Copy the records from the line with "If you could mark the paved" through the line with "<point>444,271</point>", changing "plaza" to "square" and leaving everything else unchanged.

- [Stored rows]
════════════════════

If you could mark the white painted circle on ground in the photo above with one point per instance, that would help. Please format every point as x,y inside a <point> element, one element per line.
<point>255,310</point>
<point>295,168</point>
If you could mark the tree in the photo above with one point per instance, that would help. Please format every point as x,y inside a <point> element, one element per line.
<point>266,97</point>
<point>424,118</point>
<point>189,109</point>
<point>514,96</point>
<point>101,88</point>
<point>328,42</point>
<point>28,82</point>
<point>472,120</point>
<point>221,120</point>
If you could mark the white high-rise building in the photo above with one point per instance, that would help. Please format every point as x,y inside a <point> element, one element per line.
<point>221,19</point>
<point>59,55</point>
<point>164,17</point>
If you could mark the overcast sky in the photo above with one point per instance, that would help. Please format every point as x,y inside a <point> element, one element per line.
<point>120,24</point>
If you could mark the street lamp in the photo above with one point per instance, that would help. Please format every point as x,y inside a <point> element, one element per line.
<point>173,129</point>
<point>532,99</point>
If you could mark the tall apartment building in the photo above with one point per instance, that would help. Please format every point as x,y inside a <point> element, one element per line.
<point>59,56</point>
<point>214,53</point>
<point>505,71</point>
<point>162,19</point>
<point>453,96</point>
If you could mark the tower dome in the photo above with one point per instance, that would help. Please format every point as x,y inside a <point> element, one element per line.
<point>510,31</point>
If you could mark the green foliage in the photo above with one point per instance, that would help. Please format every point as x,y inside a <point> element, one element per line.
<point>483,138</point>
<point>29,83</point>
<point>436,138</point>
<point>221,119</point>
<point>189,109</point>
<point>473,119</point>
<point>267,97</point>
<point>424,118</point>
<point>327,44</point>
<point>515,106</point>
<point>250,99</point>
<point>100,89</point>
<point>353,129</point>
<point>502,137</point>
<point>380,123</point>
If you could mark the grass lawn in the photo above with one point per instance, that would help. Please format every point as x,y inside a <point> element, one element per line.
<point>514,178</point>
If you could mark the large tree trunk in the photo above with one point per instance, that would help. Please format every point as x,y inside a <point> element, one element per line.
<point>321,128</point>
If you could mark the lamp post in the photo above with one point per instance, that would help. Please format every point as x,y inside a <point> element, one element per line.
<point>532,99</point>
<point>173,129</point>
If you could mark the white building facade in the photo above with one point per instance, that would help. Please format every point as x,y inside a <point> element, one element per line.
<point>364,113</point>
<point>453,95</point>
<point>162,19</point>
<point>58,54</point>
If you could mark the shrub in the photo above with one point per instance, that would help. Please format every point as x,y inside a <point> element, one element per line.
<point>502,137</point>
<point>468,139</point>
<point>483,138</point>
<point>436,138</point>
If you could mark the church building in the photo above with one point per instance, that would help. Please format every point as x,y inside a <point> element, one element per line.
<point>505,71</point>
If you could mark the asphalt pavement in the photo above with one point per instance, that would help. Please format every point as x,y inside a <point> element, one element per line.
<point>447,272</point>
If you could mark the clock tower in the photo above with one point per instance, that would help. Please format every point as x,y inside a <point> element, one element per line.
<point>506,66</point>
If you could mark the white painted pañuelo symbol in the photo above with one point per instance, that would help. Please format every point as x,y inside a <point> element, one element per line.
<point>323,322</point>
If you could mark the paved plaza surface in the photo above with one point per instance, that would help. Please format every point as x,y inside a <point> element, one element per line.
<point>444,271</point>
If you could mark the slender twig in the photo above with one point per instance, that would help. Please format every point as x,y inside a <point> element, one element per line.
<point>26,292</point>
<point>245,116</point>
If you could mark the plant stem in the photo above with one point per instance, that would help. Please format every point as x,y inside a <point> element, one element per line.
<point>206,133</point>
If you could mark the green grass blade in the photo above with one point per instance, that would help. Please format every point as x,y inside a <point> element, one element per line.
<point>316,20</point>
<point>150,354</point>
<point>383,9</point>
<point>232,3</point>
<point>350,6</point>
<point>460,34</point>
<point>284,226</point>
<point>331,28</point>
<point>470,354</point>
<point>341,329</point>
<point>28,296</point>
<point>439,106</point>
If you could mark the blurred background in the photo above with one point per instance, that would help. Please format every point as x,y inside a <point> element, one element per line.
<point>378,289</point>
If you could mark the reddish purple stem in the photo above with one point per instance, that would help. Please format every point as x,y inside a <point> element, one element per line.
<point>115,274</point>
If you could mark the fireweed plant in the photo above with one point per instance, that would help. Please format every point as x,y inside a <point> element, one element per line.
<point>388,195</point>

════════════════════

- [Written answer]
If you could mark the paved square surface in the photo above with one point per instance, that would help. Please format every point as x,y inside a <point> element, one element per line.
<point>444,271</point>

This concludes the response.